**WRITTEN TASK:** Could you rewrite the rows starting at the first one and ending at the line containing "Query: dry brown grass", changing "noun phrase" to "short description" and leaving everything else the same? Leave the pictures out of your answer.

— START RECORDS SUPPLIED —

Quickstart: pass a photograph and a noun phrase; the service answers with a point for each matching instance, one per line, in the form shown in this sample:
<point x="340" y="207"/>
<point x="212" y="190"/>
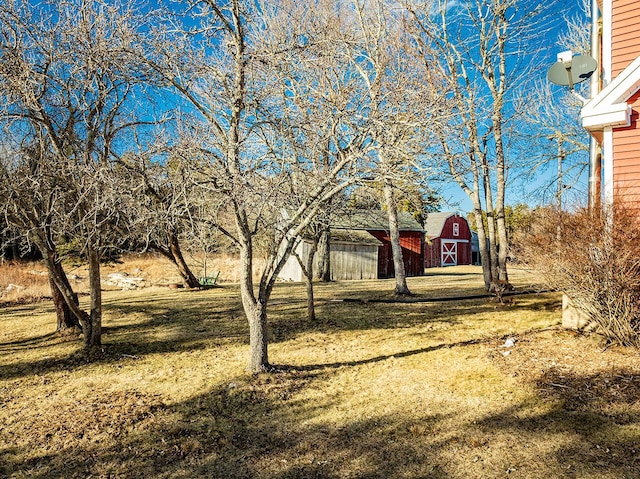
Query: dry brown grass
<point x="371" y="390"/>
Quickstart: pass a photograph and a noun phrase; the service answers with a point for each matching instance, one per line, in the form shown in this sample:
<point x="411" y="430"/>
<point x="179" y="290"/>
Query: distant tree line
<point x="130" y="125"/>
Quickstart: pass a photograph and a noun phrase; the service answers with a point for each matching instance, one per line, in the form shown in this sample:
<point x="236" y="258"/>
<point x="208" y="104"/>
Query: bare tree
<point x="399" y="108"/>
<point x="225" y="69"/>
<point x="67" y="81"/>
<point x="480" y="47"/>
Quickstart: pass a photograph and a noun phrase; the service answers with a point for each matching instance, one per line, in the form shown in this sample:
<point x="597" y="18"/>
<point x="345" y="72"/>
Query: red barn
<point x="448" y="240"/>
<point x="612" y="115"/>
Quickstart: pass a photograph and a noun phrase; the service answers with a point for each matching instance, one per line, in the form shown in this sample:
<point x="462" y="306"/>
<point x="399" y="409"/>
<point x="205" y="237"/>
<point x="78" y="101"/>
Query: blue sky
<point x="519" y="189"/>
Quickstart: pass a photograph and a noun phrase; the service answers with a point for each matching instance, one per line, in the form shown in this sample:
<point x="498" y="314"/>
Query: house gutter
<point x="595" y="150"/>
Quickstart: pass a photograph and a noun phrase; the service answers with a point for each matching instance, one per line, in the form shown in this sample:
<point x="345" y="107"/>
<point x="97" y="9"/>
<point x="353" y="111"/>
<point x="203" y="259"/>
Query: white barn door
<point x="449" y="253"/>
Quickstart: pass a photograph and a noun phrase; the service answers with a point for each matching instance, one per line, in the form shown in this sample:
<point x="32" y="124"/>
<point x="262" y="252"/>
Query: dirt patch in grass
<point x="370" y="390"/>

— END RECORDS SUPPLIED —

**EXERCISE OUTPUT:**
Quickstart: pass a photograph and a short description; the service answers with a point for each matching instance, one per line, in the form shown in this sample:
<point x="340" y="207"/>
<point x="212" y="190"/>
Query: dry brown grass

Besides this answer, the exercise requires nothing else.